Entries for labeling object positions:
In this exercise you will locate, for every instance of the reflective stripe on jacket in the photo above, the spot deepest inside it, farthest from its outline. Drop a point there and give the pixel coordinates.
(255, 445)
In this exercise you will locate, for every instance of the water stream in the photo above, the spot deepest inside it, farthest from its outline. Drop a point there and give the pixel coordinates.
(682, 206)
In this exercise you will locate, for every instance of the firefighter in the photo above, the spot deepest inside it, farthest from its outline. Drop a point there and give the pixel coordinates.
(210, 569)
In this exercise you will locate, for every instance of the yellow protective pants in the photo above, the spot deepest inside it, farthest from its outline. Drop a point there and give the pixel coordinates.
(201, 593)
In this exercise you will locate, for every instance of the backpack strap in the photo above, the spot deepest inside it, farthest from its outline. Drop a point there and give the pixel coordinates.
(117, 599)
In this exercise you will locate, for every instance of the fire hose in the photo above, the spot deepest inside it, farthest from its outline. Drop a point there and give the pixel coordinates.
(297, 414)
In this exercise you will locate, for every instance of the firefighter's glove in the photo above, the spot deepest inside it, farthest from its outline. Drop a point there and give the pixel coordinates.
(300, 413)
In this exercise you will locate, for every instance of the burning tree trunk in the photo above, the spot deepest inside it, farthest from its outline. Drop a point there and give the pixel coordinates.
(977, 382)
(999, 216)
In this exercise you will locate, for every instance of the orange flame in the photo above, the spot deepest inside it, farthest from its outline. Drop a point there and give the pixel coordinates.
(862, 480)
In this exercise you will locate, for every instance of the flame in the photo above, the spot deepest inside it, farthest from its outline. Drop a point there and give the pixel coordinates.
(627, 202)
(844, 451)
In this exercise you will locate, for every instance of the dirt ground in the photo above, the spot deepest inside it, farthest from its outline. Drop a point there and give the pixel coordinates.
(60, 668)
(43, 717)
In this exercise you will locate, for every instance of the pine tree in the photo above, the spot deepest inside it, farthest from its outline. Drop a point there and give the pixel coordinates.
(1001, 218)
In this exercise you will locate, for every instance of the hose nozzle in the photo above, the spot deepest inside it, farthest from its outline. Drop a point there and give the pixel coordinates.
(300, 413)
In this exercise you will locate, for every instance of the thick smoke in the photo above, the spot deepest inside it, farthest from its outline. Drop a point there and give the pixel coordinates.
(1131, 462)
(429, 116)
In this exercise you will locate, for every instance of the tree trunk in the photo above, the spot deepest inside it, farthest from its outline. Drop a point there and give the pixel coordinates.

**TASK DETAILS:** Reproduce all of the material above word for word.

**FINAL ANSWER:**
In this exercise you will locate, for every instance of the reflective stripe on jacket in the photo above, the spot deepest inside it, farthest from its outline. Drop a point there and give the pixel coordinates.
(255, 445)
In this exercise you will locate, for every instance of the water stream in the photo above, the spot deepest inside it, farthest from its outline. Drop a point there and give the pixel coordinates.
(682, 206)
In this exercise you will locate, for every instance of the firefighter in the photo above, the spot deepest inside it, farthest from its outline. Drop a point there and give the pixel coordinates.
(210, 569)
In this exercise you will locate, for every instance of the yellow protective pants in the photo above, the spot deepest inside it, farthest from its outline. Drop a point there and give the pixel coordinates.
(201, 593)
In this exercise you will locate, for every instance of the backpack strap in the photo above, the spot deepest inside it, farthest from its outline. Drop a point there and give the pixel coordinates.
(117, 599)
In this exercise you will locate, for every instance of the fire hose in the photo above, the spot deepest inside it, farthest from its outline. Drop a point there and give the pixel coordinates.
(297, 414)
In this exercise you will locate, for every instance of the firefighter's glove in the photo above, the spot deepest inside it, farthest from its outline. Drop a point there and give the pixel coordinates.
(300, 413)
In this exercise you will locate, for every instance of the burning tree trunk in the photo above, the spot deepest inside it, farthest from its outline. Drop a point there and give the pixel coordinates.
(977, 382)
(999, 216)
In this exercise you will locate, for every instance of the orange flame in the photo above, the spot deepest inside it, farthest from its outline. Drop a point there and give the pixel coordinates.
(862, 480)
In this exercise you will locate, for every instance of the flame in the photo above, the spot deepest inside it, farthest from its outline. Drop a point there and give the pixel coordinates.
(627, 202)
(844, 451)
In this exercise you will locate, for every instance of the dirt ground in the photo above, the spot deepest inside it, farthest from its outline. Drop a point there and give the pixel coordinates.
(60, 668)
(43, 717)
In this exercise you will locate, for every instance of the pine tree in the photo above, the spot deepest inside it, farthest from its outline. Drop a point there and give the pixel coordinates.
(1001, 218)
In this exercise you will locate, for every instance of the hose nozzle in the photo above, the spot deepest inside it, farthest from its outline. Drop a point there and give the pixel coordinates.
(300, 413)
In this exercise you will locate, for every instance of the thick smoke in the photo above, the spot deepest inside it, farthest from its outline. Drop a point there and give the pixel coordinates.
(1131, 462)
(429, 116)
In this exercise you will locate, for every instance of the tree trunk in the photo above, the spot deepest inside it, farthest from its outline. Drop a point there and give the pixel coordinates.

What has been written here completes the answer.